**What is asked:**
Copy the data from the line containing "[point] blue sky" through the end of the data, both included. Multiply every point coordinate in the answers by 2.25 and round it to a whole number, rounding halves up. Leave the requests and their sample coordinates unchanged, and give only these lines.

------ Recorded data ------

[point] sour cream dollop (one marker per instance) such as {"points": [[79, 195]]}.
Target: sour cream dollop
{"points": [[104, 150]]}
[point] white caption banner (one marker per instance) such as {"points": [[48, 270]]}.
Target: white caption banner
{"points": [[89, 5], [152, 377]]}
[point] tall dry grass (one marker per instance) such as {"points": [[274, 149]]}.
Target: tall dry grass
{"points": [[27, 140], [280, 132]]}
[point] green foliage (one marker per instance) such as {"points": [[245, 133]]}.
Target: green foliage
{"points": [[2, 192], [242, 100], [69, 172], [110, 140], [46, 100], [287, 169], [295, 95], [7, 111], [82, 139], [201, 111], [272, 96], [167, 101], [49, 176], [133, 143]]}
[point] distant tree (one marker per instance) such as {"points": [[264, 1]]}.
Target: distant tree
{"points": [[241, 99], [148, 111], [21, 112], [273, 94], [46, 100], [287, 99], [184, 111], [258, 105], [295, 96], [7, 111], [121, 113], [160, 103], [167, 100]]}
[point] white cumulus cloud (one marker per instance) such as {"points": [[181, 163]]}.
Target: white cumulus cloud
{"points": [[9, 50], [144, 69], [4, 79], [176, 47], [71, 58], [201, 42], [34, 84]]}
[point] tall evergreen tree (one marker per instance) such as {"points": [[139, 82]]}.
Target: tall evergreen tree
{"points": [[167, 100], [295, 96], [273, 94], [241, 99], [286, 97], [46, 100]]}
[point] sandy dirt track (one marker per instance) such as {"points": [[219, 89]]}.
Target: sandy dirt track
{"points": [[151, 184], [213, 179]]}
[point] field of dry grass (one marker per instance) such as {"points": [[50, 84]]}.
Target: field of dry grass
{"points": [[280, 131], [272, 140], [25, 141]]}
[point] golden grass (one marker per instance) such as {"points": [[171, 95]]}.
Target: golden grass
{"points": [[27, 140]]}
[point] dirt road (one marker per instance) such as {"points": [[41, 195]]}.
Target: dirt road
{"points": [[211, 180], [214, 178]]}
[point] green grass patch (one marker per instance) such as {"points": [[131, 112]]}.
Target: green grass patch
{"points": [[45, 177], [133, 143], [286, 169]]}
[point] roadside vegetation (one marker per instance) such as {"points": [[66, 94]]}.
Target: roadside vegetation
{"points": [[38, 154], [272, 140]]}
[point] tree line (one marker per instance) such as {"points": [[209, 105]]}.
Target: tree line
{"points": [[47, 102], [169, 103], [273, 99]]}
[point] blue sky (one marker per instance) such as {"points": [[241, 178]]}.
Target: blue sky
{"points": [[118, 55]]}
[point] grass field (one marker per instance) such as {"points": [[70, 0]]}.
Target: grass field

------

**Solution:**
[point] blue sky (one marker per instance) such as {"points": [[241, 178]]}.
Target: blue sky
{"points": [[266, 124]]}
[point] grass field (one marker per instance) such as {"points": [[70, 0]]}.
Target: grass field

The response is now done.